Source:
======
Ron Evans September 17th, 2006 09:13 AM

Dropouts in old Hi8 tapes
 
I am re-editing some video from the 1990's and have a lot of dropouts from these old Hi8 tapes. Are there any filters that can remove these dropouts? A manual filter would be Ok to just remove the worst ones. I have Vegas 6, PPRO 1.5.1 and Edius PRo3. I have wound and rewound the tapes several times which does improve the output but I am now at the point of little change. I am transfering to PC with a TRV740 D8 camcorder too.

Ron Evans

Bob Hart September 17th, 2006 05:50 PM

Try a variation on a method used to recover vintage audio recordings on 78rpm disks.

I assume you only have one copy of the tape.

Try playback and capture of the same tape on several different playback machines. Each may have a different and unique version of the dropout defect and you might cumulatively get enough extra frames to reduce the amount of cutting or correction you have to do.

Your original recording camera might be best for playback but it might not be so good as another playback machine if it has done a lot of work since it recorded that tape. With mechanical wear, relative to the tape it originally recorded, it may no longer be exactly the same machine.

Sometimes, the actual position of the playback machine, ie., on its side, upright or one one end or another, can affect the severity of dropouts, especially if it is a worn specimen.

Be careful there is no loose dust or trash inside the tape compartment of the playback machine before you start moving it about.

Ron Evans September 18th, 2006 07:12 AM

Yes, that is what I have done so far. Even captured several copies ( 2 hours 30 mins!!!!) to PC and edited the cleanest together. Just felt there must be a filter to do this. Like a region filter that takes the info from frame before and after to get a new region. These dropouts only last a few frames on a small horizontal line. I have it in a reasonable state now but it would be nice to have the equivalent to some of the clean up filters for audio that are in Sound Forge!!! FOr interest to everyone the most expensive Sony ME tapes have suffered the most, the cheap MP tapes I used for second camera back then are just fine!!!!
======
Record excerpts:
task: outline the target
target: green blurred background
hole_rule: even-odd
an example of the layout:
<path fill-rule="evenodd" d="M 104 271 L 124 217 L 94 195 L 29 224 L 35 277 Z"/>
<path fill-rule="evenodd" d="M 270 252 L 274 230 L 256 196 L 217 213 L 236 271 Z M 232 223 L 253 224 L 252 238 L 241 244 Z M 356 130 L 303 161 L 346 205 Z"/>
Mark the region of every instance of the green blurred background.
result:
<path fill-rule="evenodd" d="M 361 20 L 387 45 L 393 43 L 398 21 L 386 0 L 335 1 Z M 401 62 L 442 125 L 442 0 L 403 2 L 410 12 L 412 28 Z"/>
======
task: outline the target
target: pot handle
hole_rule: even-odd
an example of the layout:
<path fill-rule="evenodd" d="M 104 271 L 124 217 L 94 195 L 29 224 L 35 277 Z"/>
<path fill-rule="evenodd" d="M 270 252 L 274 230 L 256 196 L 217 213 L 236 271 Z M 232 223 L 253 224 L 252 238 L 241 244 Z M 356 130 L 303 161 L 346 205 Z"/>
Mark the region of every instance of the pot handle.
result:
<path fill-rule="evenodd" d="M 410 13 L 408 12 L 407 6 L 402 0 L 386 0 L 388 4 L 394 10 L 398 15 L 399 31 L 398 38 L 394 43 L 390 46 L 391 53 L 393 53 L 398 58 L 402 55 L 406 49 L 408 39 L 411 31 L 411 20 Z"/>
======
Set problem A:
In the forum thread about dropouts in old Hi8 tapes, which tapes does Ron Evans say suffered the most?
Set problem B:
Pick up the forum thread about dropouts in old Hi8 tapes after its last post and continue it.
The entries have nothing to do with what follows.

Output A:
The most expensive Sony ME tapes.

Output B:
Ron Evans

David Kennett September 21st, 2006 04:09 PM

Ron,

Some time back, I had trouble capturing HI-8 with a sony camcorder. I don't remember the model, but a friend has a sony HI-8 deck with TBC and DOC. I think he paid $2K or $3K for it. I fed audio and video into a sony analog to firewire converter box I had. It was soooo much better than camera pb.

Richard Alvarez September 21st, 2006 06:43 PM

Te Canopus ADVC300 (I think that's the model number) has a tbc in it. I think it's around three hundred dollars or so... if it's worth it to you.

Three Prong makes a GREAT filter that does just what you want...

http://www.3prong.com/

Unfortunately, it only runs on Avid at this time I think.

Ron Evans September 22nd, 2006 07:19 AM

I have the Sony EVS7000 Hi8 deck with TBC and also have an external TBC. I think that the pro Sony Hi8 decks had better DOC than the EVS7000 though. OF all the methods I have tried the D8 transfer is the best. I think it reads from the heads,stabilizes and converts to DV at the same time. I have Canopus equipment and software too. The ADVC300 will work with any NLE, it just converts analogue input to a DV file, even works standalone between decks.